Records drawn from a dataset:
***

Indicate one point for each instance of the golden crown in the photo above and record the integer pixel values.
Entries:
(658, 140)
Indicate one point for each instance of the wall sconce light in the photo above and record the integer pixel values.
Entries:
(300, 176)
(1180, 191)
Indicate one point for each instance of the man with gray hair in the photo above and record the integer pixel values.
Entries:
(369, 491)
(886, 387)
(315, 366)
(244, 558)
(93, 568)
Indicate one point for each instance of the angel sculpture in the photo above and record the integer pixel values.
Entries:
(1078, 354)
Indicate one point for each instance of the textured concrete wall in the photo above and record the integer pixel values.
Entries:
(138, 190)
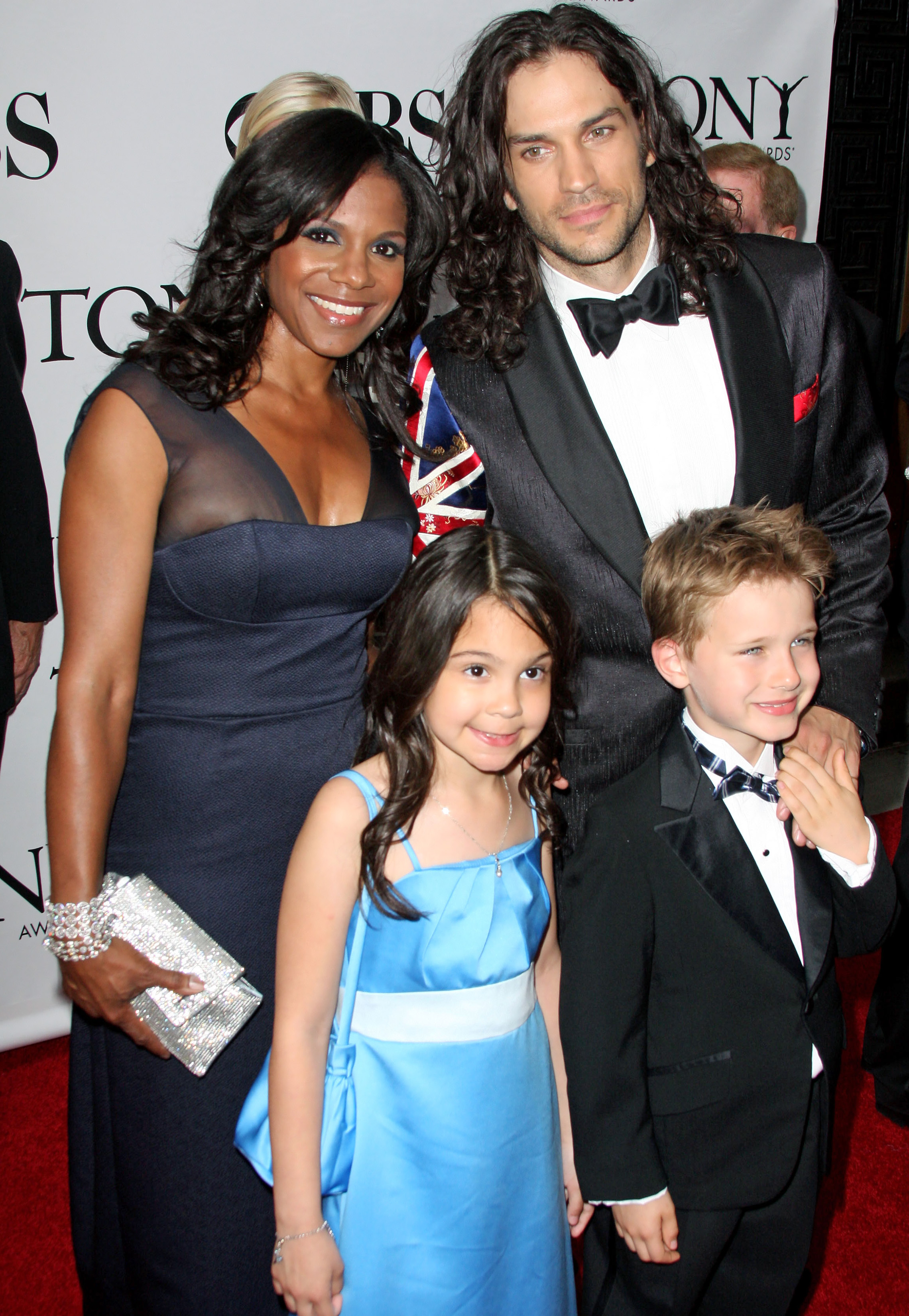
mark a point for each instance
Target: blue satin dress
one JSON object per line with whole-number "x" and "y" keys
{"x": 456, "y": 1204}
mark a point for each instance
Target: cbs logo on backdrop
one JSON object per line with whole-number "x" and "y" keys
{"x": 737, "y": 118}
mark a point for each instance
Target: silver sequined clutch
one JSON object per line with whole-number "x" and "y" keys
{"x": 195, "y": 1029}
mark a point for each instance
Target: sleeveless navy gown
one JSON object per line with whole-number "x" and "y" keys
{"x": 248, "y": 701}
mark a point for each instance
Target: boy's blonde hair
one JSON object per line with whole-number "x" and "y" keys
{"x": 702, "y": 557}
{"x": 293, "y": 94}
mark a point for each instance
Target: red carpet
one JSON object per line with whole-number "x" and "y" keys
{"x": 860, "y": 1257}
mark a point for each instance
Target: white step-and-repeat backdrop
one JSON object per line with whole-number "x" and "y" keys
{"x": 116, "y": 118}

***

TASK DETAILS >>
Reproduce all of the data above, swapping every occurrence of "Entries" for "Points" and changing nothing else. Omit the pictures from your answer.

TASK RESULT >>
Indicate one point for each instance of the golden crown in the photo above and record the integer pixel values.
Points:
(658, 140)
Indicate one point for each instance of the wall sconce light in the photo above and record the integer pixel values.
Points:
(300, 176)
(1180, 191)
Indicate one point for each instance of the man with gray hair in the photo above and record the integer pixel values.
Points:
(369, 491)
(886, 387)
(315, 366)
(244, 558)
(93, 568)
Indicate one point for each instance of the angel sculpture in the photo above and record the integer pixel values.
Points:
(1078, 354)
Indicate one point for each instance of the textured concrete wall in the photo above and record the integer pixel values.
Points:
(138, 190)
mark a point for each instance
Target: blue satin dress
one JSON object per line with whole-number "x" and "y" keys
{"x": 456, "y": 1204}
mark a point for each instance
Target: cbs logo on backdrop
one JSON object per line with whole-number "x" and "y" keys
{"x": 737, "y": 118}
mark a point for each instance
Target: silver sequined clutch
one JSON object per line with whole-number "x" and "y" keys
{"x": 195, "y": 1029}
mark a point for each instance
Target: sleeveless navy gown
one JSON object per line with whole-number "x" and "y" keys
{"x": 248, "y": 701}
mark a point for each instance
Target: boy's blonde hair
one JSON object per line with whole-number "x" and "y" keys
{"x": 702, "y": 557}
{"x": 293, "y": 94}
mark a point for each instance
Target: red carpet
one JSON object per line with whole-number "x" and "y" keys
{"x": 860, "y": 1257}
mark a point for each instance
Target: white step-and-repeat backdrop
one JSON object per line with whole-number "x" and "y" keys
{"x": 116, "y": 118}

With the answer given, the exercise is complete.